Think again if you thought human babies are capable of imitating facial gestures, hand gestures, facial expressions, or vocal sounds right from their first weeks of life after birth. New research suggests that just is not so.
After testing young infants repeatedly over their first couple of months, researchers found no evidence at all that very young infants are capable of imitation. "Numerous studies from the 1980s and 90s indicated no imitation by newborns, while others claimed it was there," said one of the researchers Virginia Slaughter from University of Queensland in Australia.
‘Infants aren't born with the ability to copy what other people do, but they acquire that skill during the first months of life.’
"We wanted to clear up the confusion because the 'fact' that newborns imitate is widely cited, not just in the fields of psychology, neuroscience, and pediatrics, but also in popular sources for parents," Slaughter noted.
The findings now suggest that imitation is not an innate behaviour, but one that is learned in babies' first months. In fact, babies might learn to imitate other people based on watching other people imitate them. "Infants aren't born with the ability to copy what other people do, but they acquire that skill during the first months of life," Slaughter said.

(Spatial localization data)

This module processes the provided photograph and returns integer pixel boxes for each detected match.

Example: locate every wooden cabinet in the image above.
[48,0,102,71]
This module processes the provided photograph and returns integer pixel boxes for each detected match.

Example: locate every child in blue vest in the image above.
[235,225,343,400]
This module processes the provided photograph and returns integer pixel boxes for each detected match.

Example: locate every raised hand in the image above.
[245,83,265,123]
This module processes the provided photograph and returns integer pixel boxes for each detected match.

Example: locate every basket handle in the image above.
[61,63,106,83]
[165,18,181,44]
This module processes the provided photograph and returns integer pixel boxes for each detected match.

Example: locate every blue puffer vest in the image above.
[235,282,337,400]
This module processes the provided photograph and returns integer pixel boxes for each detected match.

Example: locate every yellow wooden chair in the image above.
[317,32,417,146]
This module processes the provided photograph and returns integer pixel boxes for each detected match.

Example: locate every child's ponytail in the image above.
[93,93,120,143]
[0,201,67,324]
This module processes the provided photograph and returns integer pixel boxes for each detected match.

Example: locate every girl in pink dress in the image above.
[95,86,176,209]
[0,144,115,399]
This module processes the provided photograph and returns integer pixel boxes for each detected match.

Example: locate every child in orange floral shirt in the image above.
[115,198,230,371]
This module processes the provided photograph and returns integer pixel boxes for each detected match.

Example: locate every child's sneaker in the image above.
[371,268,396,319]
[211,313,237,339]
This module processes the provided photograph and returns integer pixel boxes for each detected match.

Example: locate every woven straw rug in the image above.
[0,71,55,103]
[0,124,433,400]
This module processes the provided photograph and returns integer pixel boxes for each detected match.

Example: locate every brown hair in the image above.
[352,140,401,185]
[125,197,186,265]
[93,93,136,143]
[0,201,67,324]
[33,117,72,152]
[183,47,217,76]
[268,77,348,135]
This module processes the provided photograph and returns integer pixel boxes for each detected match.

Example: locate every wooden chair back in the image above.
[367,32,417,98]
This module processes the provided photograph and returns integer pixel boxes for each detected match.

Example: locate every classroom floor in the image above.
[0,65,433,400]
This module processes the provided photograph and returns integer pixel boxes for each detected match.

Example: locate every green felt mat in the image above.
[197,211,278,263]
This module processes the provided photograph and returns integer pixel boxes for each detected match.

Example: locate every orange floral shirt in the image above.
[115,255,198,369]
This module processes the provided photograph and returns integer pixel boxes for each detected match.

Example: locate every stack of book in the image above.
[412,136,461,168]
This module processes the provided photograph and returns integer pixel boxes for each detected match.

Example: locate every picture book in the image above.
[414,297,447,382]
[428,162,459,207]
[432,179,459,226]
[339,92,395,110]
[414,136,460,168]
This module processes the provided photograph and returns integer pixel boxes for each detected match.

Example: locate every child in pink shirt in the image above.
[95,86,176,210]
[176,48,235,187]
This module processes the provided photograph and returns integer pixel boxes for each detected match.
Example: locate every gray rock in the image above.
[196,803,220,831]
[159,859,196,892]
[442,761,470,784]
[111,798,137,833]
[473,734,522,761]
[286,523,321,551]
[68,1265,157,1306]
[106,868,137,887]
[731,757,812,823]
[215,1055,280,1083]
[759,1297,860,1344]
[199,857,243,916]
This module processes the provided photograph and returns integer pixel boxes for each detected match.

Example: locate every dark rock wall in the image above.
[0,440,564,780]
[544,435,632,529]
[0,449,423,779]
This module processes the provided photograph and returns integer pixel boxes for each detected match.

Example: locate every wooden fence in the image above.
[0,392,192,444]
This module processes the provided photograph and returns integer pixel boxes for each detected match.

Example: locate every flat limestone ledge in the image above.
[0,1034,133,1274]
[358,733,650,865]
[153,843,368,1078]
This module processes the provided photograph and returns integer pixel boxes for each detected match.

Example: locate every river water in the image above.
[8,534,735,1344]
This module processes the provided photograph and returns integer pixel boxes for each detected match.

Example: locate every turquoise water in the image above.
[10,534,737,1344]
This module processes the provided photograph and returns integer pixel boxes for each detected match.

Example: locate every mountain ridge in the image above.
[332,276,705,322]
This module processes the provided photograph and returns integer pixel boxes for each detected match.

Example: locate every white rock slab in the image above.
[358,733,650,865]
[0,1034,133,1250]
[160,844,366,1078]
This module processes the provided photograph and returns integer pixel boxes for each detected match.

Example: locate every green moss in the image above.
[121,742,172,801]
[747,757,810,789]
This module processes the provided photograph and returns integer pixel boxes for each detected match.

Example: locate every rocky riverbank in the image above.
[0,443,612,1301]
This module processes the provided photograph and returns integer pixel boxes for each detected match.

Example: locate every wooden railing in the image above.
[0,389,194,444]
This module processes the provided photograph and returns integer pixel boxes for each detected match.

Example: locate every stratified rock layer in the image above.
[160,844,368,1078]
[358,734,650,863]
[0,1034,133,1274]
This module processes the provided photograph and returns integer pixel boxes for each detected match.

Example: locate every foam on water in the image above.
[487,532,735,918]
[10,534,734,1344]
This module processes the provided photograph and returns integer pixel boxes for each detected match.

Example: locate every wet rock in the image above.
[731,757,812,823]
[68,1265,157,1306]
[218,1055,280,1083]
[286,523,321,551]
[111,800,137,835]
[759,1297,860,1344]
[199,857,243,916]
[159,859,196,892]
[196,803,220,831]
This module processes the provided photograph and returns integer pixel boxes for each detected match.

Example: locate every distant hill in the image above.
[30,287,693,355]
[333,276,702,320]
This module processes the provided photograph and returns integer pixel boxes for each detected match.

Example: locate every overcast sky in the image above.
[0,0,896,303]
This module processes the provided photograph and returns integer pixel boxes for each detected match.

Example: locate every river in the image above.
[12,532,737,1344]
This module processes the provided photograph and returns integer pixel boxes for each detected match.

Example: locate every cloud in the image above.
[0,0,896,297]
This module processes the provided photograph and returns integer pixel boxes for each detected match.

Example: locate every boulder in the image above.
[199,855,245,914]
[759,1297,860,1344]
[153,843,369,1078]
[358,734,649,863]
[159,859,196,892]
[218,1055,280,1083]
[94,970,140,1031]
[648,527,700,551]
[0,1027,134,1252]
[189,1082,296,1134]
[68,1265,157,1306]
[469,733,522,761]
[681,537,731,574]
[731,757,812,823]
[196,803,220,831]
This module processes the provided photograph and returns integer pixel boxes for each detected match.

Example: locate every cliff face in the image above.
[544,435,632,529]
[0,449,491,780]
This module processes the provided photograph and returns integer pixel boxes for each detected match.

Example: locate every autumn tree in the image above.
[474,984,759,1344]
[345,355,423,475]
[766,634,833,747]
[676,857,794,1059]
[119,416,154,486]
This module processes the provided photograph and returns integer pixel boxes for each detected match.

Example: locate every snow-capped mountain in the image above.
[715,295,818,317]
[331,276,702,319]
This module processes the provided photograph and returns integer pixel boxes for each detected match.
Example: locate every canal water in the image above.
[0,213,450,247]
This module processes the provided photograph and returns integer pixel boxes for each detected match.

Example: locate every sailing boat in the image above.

**Task directions**
Could you continue the article on infant imitation research from the point where it stops?

**Answer section**
If the youngest babies cannot imitate, then how did so many studies suggest that they could? The main limitation of earlier work is that researchers presented infants with a limited number of gestures, Slaughter said. For example, in most studies, researchers only tested infants' responses to an adult poking out her tongue and opening her mouth, she said.
To do that, they measured infants' levels of tongue protrusion and mouth opening before the adult did anything and then assessed changes in the infants' behaviours after the adult showed one of those two gestures. In many cases, the babies did poke their tongues out more after they saw an adult's tongue poking compared to mouth opening. However, the researchers did not have adults make any additional gestures or expressions, to see whether infants were truly imitating the adult's behaviour.
"We eliminated this problem by assessing infants' responses to a wide range of different models," she noted. In the new study, the researchers presented 106 infants with nine social and two non-social models and scored their responses at one, two, six, and nine weeks of age. The results were quite clear: the infants did not imitate any of the behaviours that they observed. In response to the grownups they saw, they were just as likely to produce a different gesture as they were to produce a matching one.